# Task
Quote the passage about the band STNNNG word for word, from "STNNNG (pronounced 'Stunning')" to "up in 2017.".

:: Passage provided

- Also known as: The Stunning
- Origin: Minneapolis, Minnesota, United States
- Genres: Post-punk, noise rock
- Years active: 2003–2017
- Label: Modern Radio
- Members: Chris Besinger; Adam Burt; Jesse Kwakenat; Nathan Nelson; Ben Ivascu; J. Michael Ward;

= STNNNG =

American noise-rock band from Minneapolis

STNNNG (pronounced 'Stunning') was an American noise rock band from Minneapolis, Minnesota. Formed in 2003, they played over 400 live shows in the United States, England, France, and Belgium. STNNNG released four full-length albums on the Twin Cities-based Modern Radio record label before splitting up in 2017.

==History==
For their first two years as a band, STNNNG performed as the quartet of Chris Besinger (vocals), Adam Burt (guitar), Nathan Nelson (guitar), and J. Michael Ward (drums). Their first releases, 2004's split 7-inch with Chicago's The Means and 2005's debut album, Dignified Sissy, were recorded with this lineup. The cover of Dignified Sissy features Bear Attack, a painting by historical artist Mort Kunstler.

::::
:: Extracted entries

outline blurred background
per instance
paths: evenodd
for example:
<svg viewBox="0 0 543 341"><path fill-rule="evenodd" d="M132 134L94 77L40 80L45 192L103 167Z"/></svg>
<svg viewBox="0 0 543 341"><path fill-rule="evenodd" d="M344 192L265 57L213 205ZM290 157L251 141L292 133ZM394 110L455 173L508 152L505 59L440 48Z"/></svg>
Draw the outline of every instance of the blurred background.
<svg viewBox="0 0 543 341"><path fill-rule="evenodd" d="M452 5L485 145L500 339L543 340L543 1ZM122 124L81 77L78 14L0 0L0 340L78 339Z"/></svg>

::::

# Response to this exercise
STNNNG (pronounced 'Stunning') was an American noise rock band from Minneapolis, Minnesota. Formed in 2003, they played over 400 live shows in the United States, England, France, and Belgium. STNNNG released four full-length albums on the Twin Cities-based Modern Radio record label before splitting up in 2017.